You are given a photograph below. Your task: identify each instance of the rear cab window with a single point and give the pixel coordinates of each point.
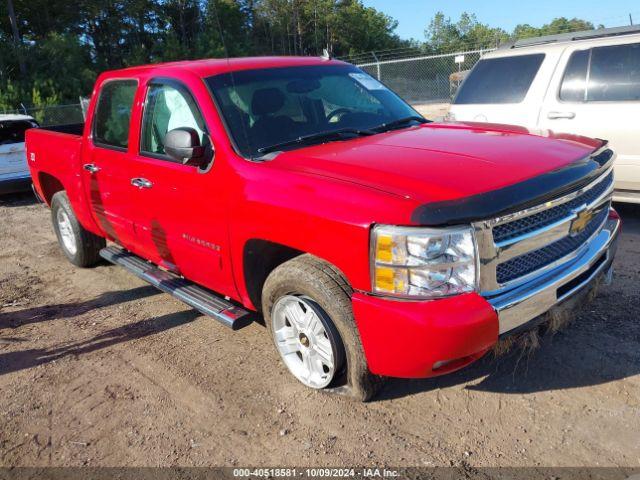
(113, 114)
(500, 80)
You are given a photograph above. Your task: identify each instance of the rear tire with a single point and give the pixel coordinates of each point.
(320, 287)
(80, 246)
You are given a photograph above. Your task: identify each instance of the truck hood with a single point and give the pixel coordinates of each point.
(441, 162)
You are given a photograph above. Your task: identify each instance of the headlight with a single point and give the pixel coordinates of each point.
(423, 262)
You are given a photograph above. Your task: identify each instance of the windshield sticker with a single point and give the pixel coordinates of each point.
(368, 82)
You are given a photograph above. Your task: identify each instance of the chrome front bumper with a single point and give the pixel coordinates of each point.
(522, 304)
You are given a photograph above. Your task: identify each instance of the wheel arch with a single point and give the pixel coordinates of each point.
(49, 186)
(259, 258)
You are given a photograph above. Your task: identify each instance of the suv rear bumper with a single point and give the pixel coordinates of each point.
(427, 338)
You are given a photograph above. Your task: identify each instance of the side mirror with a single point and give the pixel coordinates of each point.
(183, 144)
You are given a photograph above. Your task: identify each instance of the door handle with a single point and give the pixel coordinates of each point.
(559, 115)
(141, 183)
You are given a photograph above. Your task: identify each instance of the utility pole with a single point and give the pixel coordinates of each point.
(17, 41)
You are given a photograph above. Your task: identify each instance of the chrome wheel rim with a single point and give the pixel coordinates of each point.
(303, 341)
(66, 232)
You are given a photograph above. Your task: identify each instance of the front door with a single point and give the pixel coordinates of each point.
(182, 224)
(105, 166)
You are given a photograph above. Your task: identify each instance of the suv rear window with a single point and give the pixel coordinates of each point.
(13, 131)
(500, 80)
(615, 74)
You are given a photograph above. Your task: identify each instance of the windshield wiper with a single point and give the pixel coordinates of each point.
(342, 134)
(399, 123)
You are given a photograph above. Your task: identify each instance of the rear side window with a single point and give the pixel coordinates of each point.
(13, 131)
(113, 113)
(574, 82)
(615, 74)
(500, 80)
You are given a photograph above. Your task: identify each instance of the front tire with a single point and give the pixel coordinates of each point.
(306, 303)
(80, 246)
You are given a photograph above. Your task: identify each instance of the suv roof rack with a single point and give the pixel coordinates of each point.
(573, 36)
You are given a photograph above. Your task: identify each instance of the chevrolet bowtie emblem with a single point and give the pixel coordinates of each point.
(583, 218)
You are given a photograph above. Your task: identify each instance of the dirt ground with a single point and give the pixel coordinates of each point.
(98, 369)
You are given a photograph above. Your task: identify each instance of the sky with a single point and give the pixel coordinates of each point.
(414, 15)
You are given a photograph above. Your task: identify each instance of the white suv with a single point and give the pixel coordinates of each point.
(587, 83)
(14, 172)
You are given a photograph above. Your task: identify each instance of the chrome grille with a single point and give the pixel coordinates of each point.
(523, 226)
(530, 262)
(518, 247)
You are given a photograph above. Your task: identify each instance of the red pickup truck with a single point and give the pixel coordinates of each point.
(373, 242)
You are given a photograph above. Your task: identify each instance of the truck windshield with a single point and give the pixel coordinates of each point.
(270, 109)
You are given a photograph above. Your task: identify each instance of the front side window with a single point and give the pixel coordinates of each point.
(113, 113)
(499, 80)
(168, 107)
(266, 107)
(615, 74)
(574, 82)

--

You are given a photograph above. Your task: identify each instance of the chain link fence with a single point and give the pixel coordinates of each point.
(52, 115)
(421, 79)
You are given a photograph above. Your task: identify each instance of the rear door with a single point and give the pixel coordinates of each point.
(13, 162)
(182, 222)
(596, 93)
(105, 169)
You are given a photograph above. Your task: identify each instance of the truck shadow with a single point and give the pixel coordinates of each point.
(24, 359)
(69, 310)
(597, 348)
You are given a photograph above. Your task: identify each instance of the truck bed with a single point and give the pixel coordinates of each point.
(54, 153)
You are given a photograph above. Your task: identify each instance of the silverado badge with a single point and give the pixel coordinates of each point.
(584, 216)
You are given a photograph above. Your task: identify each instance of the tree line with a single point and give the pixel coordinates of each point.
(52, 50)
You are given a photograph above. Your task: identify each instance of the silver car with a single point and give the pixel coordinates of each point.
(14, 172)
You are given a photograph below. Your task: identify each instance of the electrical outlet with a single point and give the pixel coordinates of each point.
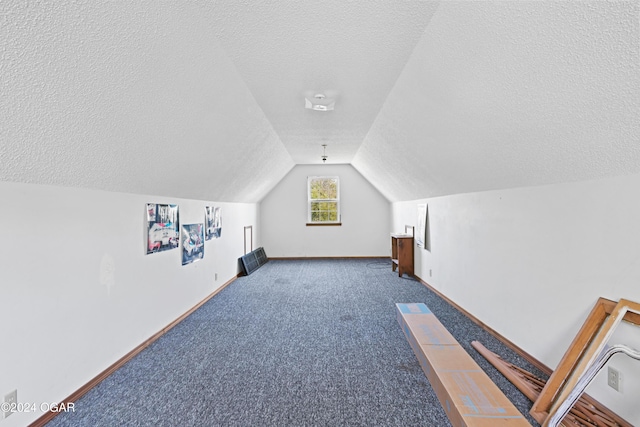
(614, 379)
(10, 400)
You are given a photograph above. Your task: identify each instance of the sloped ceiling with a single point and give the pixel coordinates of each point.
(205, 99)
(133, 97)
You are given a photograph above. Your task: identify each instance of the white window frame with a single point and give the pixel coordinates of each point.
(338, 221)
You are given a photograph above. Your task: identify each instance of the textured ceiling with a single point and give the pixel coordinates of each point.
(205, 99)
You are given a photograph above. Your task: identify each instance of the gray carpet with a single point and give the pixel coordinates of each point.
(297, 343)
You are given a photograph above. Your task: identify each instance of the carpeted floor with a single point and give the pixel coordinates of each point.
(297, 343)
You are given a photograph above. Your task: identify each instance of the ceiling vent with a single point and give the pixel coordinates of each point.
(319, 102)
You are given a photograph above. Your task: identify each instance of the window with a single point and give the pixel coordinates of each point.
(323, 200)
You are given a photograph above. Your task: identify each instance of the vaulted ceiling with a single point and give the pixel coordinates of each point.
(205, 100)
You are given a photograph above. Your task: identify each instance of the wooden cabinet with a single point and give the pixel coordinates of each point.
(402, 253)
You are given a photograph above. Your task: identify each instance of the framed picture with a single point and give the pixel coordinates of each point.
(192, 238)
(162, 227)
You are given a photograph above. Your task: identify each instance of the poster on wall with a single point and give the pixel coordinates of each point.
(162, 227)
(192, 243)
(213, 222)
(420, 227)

--

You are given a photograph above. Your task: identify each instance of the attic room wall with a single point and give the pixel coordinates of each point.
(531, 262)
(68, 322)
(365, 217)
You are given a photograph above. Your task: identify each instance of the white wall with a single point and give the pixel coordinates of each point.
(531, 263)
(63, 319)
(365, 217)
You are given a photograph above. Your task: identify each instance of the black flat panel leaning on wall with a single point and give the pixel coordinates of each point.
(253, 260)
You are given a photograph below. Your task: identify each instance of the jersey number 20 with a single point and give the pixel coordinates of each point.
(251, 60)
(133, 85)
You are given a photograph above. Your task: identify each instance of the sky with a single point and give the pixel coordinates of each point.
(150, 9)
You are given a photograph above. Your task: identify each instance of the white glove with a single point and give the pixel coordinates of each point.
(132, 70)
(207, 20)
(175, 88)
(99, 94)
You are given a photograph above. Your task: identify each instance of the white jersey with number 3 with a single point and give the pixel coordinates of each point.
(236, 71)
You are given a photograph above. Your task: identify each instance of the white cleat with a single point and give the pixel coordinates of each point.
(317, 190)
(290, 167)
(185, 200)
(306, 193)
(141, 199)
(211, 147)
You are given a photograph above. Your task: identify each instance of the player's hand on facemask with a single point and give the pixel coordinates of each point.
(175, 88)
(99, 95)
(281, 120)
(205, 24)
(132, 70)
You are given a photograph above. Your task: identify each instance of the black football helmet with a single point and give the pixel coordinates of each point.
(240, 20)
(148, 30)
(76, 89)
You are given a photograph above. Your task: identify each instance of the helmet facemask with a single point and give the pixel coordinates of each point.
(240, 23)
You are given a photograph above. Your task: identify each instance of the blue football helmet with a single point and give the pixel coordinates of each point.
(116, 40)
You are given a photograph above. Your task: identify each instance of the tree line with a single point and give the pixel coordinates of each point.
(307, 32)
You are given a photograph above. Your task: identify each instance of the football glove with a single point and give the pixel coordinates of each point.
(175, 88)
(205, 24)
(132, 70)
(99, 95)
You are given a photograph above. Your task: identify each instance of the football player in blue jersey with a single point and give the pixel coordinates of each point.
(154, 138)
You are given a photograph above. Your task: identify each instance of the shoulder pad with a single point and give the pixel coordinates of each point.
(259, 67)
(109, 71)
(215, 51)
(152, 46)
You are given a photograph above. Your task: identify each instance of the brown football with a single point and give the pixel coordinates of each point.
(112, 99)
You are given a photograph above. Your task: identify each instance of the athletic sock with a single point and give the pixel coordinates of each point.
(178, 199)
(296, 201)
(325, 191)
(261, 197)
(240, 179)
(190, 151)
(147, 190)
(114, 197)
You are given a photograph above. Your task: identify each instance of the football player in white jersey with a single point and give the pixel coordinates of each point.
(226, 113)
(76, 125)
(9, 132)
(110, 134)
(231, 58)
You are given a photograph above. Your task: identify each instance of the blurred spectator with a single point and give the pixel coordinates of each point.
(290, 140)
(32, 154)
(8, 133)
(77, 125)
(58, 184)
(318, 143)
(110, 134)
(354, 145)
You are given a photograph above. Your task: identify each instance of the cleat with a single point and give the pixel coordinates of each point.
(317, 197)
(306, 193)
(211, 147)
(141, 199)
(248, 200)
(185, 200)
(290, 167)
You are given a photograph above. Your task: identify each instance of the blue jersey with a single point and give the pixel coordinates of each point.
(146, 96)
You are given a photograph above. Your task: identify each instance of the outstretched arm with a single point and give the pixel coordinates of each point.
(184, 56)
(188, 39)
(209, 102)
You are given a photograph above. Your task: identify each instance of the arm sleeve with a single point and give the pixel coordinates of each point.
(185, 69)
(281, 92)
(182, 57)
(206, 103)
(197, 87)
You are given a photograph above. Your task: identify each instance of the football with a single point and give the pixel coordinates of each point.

> **Activity**
Your answer should be the lines of the listing above between the line holding "of the blurred" and the line holding "the football with", inclusive, restated word for word and alone.

> **Task response**
You are given a photograph above. Your task: identify each instance of the blurred spectator with a single point and give the pixel coordinates of each point.
(290, 140)
(32, 154)
(8, 133)
(77, 125)
(58, 184)
(318, 143)
(110, 134)
(354, 145)
You are given a photograph above. Your task: identify each instance of the cleat with a single point and give the pixel coordinates of each point.
(317, 197)
(306, 193)
(211, 147)
(141, 199)
(248, 200)
(185, 200)
(290, 167)
You are given a photograph above. Your task: identify each instance of the blue jersey with a single point and give the pixel coordinates of each point.
(146, 96)
You are given a photograph above. Your task: identify each instance of the outstretched arm with a single point and give the pixel coordinates of each point.
(184, 56)
(188, 39)
(209, 102)
You are given a photograph above. Your task: identify each instance of the arm sleeve with a single point and give the pixel coordinates of each point.
(185, 69)
(281, 92)
(182, 57)
(206, 103)
(197, 87)
You are given a photograph above. Your task: identify each instance of the football with a single point and give the pixel coordinates of each point.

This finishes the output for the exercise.